* _Problem to solve_
Can you rewrite every line of the material between the lines holding "Mark one point on every instance of the man" and "pixel 450 620", inclusive, and nothing else, leaving all wording unchanged except that each coordinate in the answers is multiplied by 2.25? Round each result to a whole number, with halves rounding up.

* _Data listing_
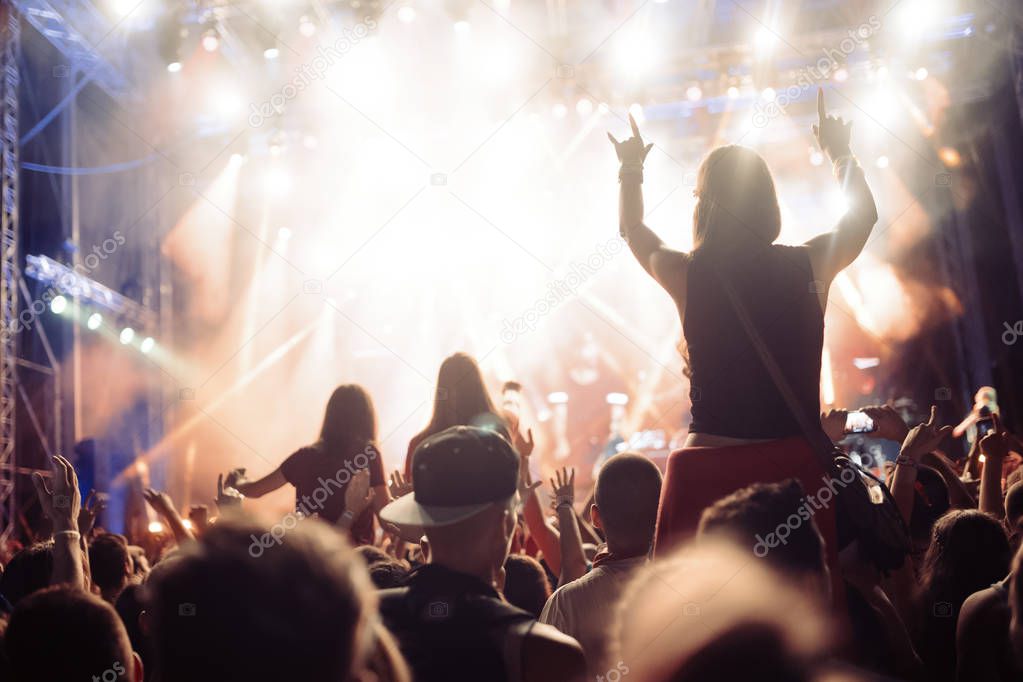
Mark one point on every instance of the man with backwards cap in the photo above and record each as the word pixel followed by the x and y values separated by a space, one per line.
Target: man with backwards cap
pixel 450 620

==

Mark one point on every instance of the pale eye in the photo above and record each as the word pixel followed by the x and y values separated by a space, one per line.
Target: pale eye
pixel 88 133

* _Response_
Mark one point on every instance of the man with backwards cap in the photo above and record each as the word pixel followed by the x and y values separated by a space, one per line.
Target: man with backwards cap
pixel 1013 1395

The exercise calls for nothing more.